Dieses Büchlein lässt alles möglich erscheinen. Aber es macht doch recht eindringlich klar, dass es gut ist, von Zeit zu Zeit sein eigenes Café am Rande der Welt, am Rande seiner eigenen Welt, aufzusuchen und sich ganz ehrlich diese Fragen zu stellen und auch zu beantworten. Immer mal wieder. Oder auch nur einmal. Auch das ist so individuell, wie wir Menschen es sind.

Harper Lee „Wer die Nachtigall stört“

Ich hatte dieses Buch schon lange auf meiner Liste. So oft hörte oder las ich irgendwo ein Zitat aus diesem Roman oder nahm jemand Bezug zu dieser Geschichte.
„Wer die Nachtigall stört“ ist ein wundervoller Roman über die dreißiger Jahre in einem kleinen Städtchen in den Südstaaten der USA. Erzählt wird die Geschichte aus der Sicht eines achtjährigen Mädchens, Jean Louise Finch, genannt Scout. Sie lebt mit ihrem vier Jahre älteren Bruder Jeremy, genannt Jem, ihrem Vater, Atticus Finch und einer schwarzen Haushälterin, Calpurnia, in Maycomb. Ihre Mutter ist verstorben, als Scout noch so klein war, dass sie meint, sich nicht mehr an sie erinnern zu können.

**AUSGANGSDATEN**.
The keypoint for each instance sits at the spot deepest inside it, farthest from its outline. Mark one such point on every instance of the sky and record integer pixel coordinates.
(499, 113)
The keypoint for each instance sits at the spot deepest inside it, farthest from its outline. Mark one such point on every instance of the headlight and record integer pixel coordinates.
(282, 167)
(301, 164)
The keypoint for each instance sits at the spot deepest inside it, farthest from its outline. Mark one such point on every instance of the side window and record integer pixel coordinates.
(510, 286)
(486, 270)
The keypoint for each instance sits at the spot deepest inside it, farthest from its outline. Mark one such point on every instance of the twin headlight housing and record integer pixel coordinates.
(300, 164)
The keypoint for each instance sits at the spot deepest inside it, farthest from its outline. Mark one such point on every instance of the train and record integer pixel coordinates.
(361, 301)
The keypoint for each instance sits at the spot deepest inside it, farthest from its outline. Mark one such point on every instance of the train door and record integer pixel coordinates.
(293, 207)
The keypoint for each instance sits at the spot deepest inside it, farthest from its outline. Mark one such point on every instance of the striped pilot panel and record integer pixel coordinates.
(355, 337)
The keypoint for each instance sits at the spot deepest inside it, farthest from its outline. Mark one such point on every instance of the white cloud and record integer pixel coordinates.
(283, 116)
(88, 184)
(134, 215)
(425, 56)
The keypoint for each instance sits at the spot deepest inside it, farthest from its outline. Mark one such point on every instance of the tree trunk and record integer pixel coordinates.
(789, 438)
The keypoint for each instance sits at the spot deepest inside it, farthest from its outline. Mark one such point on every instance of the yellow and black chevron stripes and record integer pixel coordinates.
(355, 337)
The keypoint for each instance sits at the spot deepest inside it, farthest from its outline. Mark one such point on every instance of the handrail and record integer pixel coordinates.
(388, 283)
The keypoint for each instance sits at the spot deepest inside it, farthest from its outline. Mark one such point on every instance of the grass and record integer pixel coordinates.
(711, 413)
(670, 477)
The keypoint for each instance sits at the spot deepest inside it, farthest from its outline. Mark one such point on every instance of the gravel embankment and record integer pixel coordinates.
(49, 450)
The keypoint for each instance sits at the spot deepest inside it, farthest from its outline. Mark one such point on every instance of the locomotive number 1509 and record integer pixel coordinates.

**AUFGABENSTELLUNG**.
Gib den Abschnitt des Textes zwischen „Dieses Büchlein lässt“ und „Menschen es sind.“ einschließlich wortgetreu wieder. Das Material wird hierfür nicht gebraucht.

**LÖSUNG**.
Dieses Büchlein lässt alles möglich erscheinen. Aber es macht doch recht eindringlich klar, dass es gut ist, von Zeit zu Zeit sein eigenes Café am Rande der Welt, am Rande seiner eigenen Welt, aufzusuchen und sich ganz ehrlich diese Fragen zu stellen und auch zu beantworten. Immer mal wieder. Oder auch nur einmal. Auch das ist so individuell, wie wir Menschen es sind.